▶ **Supplied data**
+===+

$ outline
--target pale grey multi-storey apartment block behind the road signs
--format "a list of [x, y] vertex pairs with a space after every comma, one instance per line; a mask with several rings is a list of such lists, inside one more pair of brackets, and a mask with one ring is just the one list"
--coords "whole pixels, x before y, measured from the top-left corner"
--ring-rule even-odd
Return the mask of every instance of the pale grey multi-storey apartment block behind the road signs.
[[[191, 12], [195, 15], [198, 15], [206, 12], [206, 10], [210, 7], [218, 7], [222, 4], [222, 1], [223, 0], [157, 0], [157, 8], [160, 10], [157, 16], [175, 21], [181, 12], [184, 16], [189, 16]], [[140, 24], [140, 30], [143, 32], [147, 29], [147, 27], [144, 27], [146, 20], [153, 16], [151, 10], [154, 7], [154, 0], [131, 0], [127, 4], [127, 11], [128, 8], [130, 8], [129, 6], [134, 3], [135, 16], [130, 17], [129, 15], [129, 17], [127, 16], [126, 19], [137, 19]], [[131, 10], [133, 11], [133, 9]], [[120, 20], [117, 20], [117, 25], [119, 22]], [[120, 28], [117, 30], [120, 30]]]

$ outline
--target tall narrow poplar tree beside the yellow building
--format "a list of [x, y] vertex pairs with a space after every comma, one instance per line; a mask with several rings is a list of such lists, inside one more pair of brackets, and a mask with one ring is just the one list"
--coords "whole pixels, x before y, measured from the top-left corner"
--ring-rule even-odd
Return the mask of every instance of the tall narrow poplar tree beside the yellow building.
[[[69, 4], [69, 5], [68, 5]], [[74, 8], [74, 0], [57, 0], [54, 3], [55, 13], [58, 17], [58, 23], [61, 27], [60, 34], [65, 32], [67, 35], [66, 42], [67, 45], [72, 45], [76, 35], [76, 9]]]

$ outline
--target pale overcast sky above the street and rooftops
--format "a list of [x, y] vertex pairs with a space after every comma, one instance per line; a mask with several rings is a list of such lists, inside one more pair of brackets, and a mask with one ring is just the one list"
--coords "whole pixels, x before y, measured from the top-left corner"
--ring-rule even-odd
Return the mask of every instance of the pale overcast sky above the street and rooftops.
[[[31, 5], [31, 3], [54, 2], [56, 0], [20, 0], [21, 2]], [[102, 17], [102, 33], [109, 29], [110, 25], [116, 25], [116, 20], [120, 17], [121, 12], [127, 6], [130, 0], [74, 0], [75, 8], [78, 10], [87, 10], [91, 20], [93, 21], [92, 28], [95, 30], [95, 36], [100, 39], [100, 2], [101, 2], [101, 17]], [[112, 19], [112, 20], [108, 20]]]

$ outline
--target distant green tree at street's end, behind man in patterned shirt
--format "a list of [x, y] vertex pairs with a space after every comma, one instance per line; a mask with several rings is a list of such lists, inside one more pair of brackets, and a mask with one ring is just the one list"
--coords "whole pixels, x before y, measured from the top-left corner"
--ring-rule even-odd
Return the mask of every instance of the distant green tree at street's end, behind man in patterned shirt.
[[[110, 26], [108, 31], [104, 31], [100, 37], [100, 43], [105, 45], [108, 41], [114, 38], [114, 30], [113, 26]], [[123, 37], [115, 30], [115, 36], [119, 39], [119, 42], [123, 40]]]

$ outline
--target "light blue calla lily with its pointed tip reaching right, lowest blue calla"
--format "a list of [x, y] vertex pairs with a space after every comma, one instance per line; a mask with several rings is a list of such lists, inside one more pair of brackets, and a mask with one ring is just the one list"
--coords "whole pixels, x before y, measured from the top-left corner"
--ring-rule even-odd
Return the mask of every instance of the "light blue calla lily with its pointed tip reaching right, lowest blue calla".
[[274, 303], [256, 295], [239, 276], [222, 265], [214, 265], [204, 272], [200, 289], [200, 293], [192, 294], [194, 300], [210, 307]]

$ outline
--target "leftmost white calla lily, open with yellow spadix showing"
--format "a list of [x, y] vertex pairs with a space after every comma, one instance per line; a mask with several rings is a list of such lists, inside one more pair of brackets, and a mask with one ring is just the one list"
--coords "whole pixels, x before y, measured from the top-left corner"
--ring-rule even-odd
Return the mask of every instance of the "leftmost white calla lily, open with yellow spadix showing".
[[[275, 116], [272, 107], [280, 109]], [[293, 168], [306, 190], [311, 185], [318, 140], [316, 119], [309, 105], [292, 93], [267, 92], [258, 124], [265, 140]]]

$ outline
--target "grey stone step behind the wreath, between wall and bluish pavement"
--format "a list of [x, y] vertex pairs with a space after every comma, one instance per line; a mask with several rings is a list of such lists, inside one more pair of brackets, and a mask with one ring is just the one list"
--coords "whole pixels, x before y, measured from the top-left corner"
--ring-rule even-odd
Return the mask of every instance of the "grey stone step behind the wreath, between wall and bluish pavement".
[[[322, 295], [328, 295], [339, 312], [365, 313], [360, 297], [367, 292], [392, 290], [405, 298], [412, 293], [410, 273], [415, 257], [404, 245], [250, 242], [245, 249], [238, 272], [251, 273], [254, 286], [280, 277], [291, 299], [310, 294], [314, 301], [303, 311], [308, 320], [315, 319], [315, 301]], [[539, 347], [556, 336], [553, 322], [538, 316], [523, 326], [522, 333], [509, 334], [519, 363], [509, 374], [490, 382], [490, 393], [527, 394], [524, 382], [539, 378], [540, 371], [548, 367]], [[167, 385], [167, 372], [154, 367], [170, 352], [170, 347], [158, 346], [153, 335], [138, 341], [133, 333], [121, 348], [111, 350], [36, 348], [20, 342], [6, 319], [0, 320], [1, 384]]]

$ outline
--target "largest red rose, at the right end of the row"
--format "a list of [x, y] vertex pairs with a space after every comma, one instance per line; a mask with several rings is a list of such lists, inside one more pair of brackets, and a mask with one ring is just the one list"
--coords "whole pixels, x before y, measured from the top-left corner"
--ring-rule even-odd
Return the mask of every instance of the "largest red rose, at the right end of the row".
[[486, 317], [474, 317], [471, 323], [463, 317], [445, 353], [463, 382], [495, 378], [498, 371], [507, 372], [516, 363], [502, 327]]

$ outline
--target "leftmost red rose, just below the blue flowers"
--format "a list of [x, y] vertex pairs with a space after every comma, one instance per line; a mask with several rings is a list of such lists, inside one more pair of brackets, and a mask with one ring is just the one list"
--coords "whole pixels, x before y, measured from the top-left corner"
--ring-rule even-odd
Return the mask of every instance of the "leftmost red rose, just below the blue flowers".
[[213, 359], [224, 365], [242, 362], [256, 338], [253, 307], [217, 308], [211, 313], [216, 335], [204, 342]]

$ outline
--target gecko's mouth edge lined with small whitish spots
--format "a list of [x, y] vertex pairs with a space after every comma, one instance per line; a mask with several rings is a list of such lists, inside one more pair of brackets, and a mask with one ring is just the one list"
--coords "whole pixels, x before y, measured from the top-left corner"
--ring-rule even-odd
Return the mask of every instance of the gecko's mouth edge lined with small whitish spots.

+===+

▶ **Task to complete**
All entries must be given again exactly.

▶ **Task response**
$ outline
--target pale grey multi-storey apartment block behind the road signs
--format "a list of [x, y] vertex pairs with a space after every comma, one instance per line; a mask with several rings is a list of such lists, inside one more pair of brackets, and a mask with one ring is just the one list"
--coords "whole pixels, x before y, measured from the top-left corner"
--ring-rule even-odd
Return the mask of every instance of the pale grey multi-storey apartment block behind the road signs.
[[[191, 12], [195, 15], [198, 15], [206, 12], [206, 10], [210, 7], [218, 7], [222, 4], [222, 1], [223, 0], [157, 0], [157, 8], [160, 10], [157, 16], [175, 21], [181, 12], [184, 16], [189, 16]], [[140, 24], [140, 30], [143, 32], [147, 29], [147, 27], [144, 27], [146, 20], [153, 16], [151, 10], [154, 7], [154, 0], [131, 0], [127, 4], [127, 11], [128, 8], [130, 8], [129, 6], [134, 3], [135, 16], [130, 17], [129, 15], [129, 17], [127, 16], [126, 19], [137, 19]], [[131, 10], [133, 11], [133, 9]], [[120, 20], [117, 20], [117, 25], [119, 22]], [[120, 28], [117, 30], [120, 30]]]

$ outline
--target tall narrow poplar tree beside the yellow building
--format "a list of [x, y] vertex pairs with a space after every comma, one instance per line; a mask with several rings is a list of such lists, inside one more pair of brackets, and a mask with one ring is just the one list"
--coords "whole pixels, x before y, measured from the top-left corner"
--ring-rule even-odd
Return the mask of every instance of the tall narrow poplar tree beside the yellow building.
[[[69, 4], [69, 5], [68, 5]], [[74, 8], [74, 0], [57, 0], [54, 3], [55, 13], [58, 17], [58, 23], [61, 27], [60, 34], [65, 32], [67, 35], [66, 42], [67, 45], [72, 45], [76, 35], [76, 9]]]

$ outline
--target pale overcast sky above the street and rooftops
--format "a list of [x, y] vertex pairs with a space after every comma, one instance per line; a mask with several rings is a list of such lists, inside one more pair of brackets, and a mask with one ring is just the one list"
--coords "whole pixels, x before y, measured from the top-left corner"
--ring-rule even-odd
Return the mask of every instance of the pale overcast sky above the street and rooftops.
[[[31, 5], [31, 3], [54, 2], [56, 0], [20, 0], [21, 2]], [[102, 17], [102, 33], [109, 29], [110, 25], [116, 25], [116, 20], [120, 17], [121, 12], [127, 6], [130, 0], [74, 0], [75, 8], [78, 10], [87, 10], [91, 20], [93, 21], [92, 28], [95, 30], [95, 36], [100, 39], [100, 2], [101, 2], [101, 17]], [[112, 19], [112, 20], [108, 20]]]

$ outline
--target distant green tree at street's end, behind man in patterned shirt
--format "a list of [x, y] vertex pairs with a space after every comma, one instance per line; a mask with several rings is a list of such lists, inside one more pair of brackets, and a mask with one ring is just the one list"
--coords "whole pixels, x before y, measured from the top-left corner"
--ring-rule even-odd
Return the mask of every instance of the distant green tree at street's end, behind man in patterned shirt.
[[[110, 26], [108, 31], [104, 31], [100, 37], [100, 43], [105, 45], [108, 41], [114, 38], [114, 30], [113, 26]], [[123, 37], [115, 30], [115, 36], [119, 39], [119, 42], [123, 40]]]

$ outline
--target "light blue calla lily with its pointed tip reaching right, lowest blue calla"
--format "a list of [x, y] vertex pairs with a space after every comma, one instance per line; a mask with several rings is a list of such lists, inside one more pair of brackets, and a mask with one ring is just the one list"
--coords "whole pixels, x before y, measured from the top-left corner"
--ring-rule even-odd
Return the mask of every instance of the "light blue calla lily with its pointed tip reaching right, lowest blue calla".
[[274, 303], [256, 295], [239, 276], [222, 265], [214, 265], [204, 272], [200, 289], [200, 293], [192, 294], [194, 300], [210, 307]]

$ outline
--target "leftmost white calla lily, open with yellow spadix showing"
--format "a list of [x, y] vertex pairs with a space after every comma, one instance per line; a mask with several rings is a list of such lists, inside one more pair of brackets, and a mask with one ring is just the one list"
--coords "whole pixels, x before y, measured from the top-left corner"
--ring-rule even-odd
Return the mask of every instance of the "leftmost white calla lily, open with yellow spadix showing".
[[[275, 116], [272, 107], [280, 109]], [[293, 168], [306, 190], [311, 185], [318, 140], [316, 119], [309, 105], [292, 93], [267, 92], [258, 124], [265, 140]]]

$ outline
--target "grey stone step behind the wreath, between wall and bluish pavement"
--format "a list of [x, y] vertex pairs with a space after every comma, one instance per line; a mask with several rings is a list of such lists, inside one more pair of brackets, and a mask with one ring is just the one list"
--coords "whole pixels, x before y, measured from the top-left corner"
--ring-rule even-odd
Return the mask of every instance of the "grey stone step behind the wreath, between wall and bluish pavement".
[[[322, 295], [328, 295], [339, 312], [365, 313], [360, 297], [367, 292], [392, 290], [405, 298], [412, 293], [410, 273], [415, 257], [404, 245], [250, 242], [245, 249], [238, 272], [251, 273], [254, 286], [280, 277], [291, 299], [310, 294], [314, 301], [303, 311], [308, 320], [315, 319], [315, 301]], [[539, 347], [556, 336], [553, 322], [538, 316], [523, 326], [522, 333], [509, 334], [519, 363], [509, 374], [490, 382], [490, 393], [527, 394], [524, 382], [539, 378], [540, 371], [548, 367]], [[167, 385], [167, 372], [154, 367], [170, 352], [170, 347], [158, 346], [153, 335], [138, 341], [133, 333], [121, 348], [111, 350], [36, 348], [20, 342], [6, 319], [0, 320], [1, 384]]]

$ outline
--target "largest red rose, at the right end of the row"
--format "a list of [x, y] vertex pairs with a space after every comma, one instance per line; a mask with several rings is a list of such lists, inside one more pair of brackets, and a mask with one ring is just the one list"
--coords "whole pixels, x before y, measured from the top-left corner"
--ring-rule even-odd
Return the mask of every instance of the "largest red rose, at the right end of the row".
[[486, 317], [474, 317], [471, 323], [463, 317], [445, 353], [463, 382], [495, 378], [498, 371], [507, 372], [516, 363], [502, 327]]

$ outline
--target "leftmost red rose, just below the blue flowers"
--format "a list of [x, y] vertex pairs with a space after every comma, one instance per line; a mask with several rings is a list of such lists, inside one more pair of brackets, and a mask with one ring is just the one list"
--coords "whole pixels, x before y, measured from the top-left corner"
--ring-rule even-odd
Return the mask of every instance of the "leftmost red rose, just below the blue flowers".
[[213, 359], [224, 365], [242, 362], [256, 338], [253, 307], [217, 308], [211, 313], [216, 335], [204, 342]]

$ outline
--target gecko's mouth edge lined with small whitish spots
--format "a list of [x, y] vertex pairs with a space after every comma, one instance per line; a mask with several rings is a list of such lists, inside one more pair of brackets, and a mask with one ring is just the one list"
--coords "whole pixels, x before y, measured from the top-left corner"
--ring-rule even-odd
Return the mask of every instance of the gecko's mouth edge lined with small whitish spots.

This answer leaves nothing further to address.